[Start of Attachment]

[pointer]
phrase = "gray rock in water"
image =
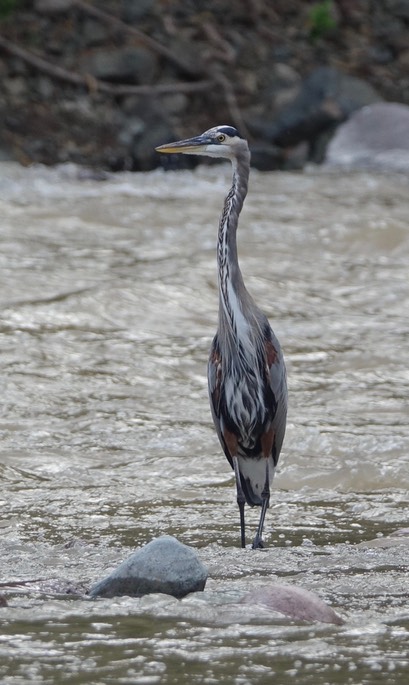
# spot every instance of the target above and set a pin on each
(164, 565)
(293, 602)
(375, 137)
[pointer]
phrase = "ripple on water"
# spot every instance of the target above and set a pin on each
(109, 305)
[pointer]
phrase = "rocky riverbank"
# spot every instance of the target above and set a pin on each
(101, 84)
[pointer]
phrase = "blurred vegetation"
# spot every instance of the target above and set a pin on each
(322, 19)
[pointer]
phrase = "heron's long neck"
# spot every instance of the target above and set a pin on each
(232, 292)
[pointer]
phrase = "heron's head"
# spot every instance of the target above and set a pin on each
(220, 141)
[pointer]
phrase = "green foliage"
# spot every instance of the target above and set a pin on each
(6, 7)
(321, 19)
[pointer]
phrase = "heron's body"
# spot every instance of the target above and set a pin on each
(246, 371)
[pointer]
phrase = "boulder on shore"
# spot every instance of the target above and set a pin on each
(164, 565)
(375, 137)
(293, 602)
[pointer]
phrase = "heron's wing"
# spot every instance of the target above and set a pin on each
(277, 380)
(214, 378)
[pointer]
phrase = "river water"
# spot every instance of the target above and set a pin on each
(108, 307)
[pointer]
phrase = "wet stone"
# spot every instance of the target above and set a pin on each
(293, 602)
(164, 565)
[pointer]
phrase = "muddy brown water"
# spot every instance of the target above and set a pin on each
(108, 307)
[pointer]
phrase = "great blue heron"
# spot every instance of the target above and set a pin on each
(246, 371)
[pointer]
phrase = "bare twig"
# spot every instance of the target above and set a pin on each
(187, 68)
(224, 49)
(95, 85)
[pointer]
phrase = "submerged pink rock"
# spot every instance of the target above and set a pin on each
(293, 602)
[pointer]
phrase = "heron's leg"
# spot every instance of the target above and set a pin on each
(265, 497)
(240, 501)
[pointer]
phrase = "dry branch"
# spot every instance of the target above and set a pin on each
(151, 43)
(96, 85)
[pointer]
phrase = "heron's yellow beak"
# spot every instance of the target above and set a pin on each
(188, 146)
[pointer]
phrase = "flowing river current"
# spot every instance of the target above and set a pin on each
(108, 307)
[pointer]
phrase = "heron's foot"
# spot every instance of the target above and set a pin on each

[End of Attachment]

**What needs to be done:** Lines with the word "heron" in the data need counting; report the count alone.

**Answer for this exercise:** 8